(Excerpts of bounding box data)
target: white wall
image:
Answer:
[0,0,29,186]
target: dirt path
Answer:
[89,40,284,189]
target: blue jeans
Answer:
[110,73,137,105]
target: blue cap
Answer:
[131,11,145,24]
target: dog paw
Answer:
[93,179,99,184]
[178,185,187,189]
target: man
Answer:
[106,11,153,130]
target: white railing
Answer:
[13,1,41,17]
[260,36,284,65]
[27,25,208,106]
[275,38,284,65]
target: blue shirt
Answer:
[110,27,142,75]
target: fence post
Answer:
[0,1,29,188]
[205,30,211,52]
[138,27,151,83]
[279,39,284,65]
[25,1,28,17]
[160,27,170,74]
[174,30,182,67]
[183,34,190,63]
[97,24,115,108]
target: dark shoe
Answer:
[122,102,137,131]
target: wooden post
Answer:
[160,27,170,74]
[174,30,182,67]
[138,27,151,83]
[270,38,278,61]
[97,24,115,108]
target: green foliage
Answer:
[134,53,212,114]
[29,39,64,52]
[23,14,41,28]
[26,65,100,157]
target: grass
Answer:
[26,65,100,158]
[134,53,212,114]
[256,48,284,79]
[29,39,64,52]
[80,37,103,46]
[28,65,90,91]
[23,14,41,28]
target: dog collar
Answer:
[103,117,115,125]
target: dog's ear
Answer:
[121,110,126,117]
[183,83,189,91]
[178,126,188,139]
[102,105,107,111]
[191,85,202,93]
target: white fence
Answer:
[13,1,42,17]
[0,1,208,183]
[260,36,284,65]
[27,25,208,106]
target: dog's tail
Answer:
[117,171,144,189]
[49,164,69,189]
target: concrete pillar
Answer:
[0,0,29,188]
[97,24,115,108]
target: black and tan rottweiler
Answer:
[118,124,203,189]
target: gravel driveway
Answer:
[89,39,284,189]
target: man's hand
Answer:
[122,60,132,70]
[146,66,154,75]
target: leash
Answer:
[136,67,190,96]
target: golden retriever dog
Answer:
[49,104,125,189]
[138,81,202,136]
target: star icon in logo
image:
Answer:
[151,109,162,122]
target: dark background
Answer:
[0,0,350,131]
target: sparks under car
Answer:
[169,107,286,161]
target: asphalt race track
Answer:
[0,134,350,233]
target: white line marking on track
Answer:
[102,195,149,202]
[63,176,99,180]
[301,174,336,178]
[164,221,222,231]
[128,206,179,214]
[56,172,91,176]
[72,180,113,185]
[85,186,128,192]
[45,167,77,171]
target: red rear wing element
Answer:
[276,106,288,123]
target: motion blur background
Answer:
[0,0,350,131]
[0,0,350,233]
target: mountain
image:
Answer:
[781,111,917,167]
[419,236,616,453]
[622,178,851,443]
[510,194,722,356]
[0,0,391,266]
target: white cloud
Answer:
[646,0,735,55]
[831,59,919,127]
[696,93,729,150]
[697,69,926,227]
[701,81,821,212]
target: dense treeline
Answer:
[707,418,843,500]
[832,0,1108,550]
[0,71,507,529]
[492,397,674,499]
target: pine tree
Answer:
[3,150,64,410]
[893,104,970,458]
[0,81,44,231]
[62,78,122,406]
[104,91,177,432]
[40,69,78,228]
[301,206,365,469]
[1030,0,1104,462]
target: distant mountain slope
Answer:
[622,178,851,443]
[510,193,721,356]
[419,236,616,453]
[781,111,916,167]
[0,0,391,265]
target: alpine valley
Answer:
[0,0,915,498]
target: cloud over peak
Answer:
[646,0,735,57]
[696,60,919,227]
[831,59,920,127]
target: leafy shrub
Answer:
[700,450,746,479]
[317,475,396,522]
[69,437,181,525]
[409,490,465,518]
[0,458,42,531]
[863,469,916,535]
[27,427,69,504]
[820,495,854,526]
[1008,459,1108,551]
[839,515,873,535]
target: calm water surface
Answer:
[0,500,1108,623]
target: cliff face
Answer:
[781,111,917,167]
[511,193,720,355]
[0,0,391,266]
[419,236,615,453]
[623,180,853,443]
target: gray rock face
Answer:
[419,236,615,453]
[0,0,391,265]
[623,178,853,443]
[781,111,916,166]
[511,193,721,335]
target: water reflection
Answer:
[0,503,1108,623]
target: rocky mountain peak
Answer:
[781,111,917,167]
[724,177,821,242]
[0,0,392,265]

• _Task to carry out_
From the line with "target: cliff face" through the end of the listing, swap "rocky mountain peak" for "rocky summit" and write those lines out again with everything else left as it is.

• _Solution_
target: cliff face
Answer:
[781,111,917,167]
[511,193,720,355]
[0,0,391,266]
[419,236,615,453]
[623,180,853,443]
target: gray rock face
Answer:
[419,236,615,453]
[0,0,391,265]
[623,178,853,443]
[781,111,916,166]
[511,193,721,335]
target: water reflection
Answer:
[0,503,1108,623]
target: rocky summit
Answer:
[781,111,917,167]
[724,177,821,242]
[0,0,392,265]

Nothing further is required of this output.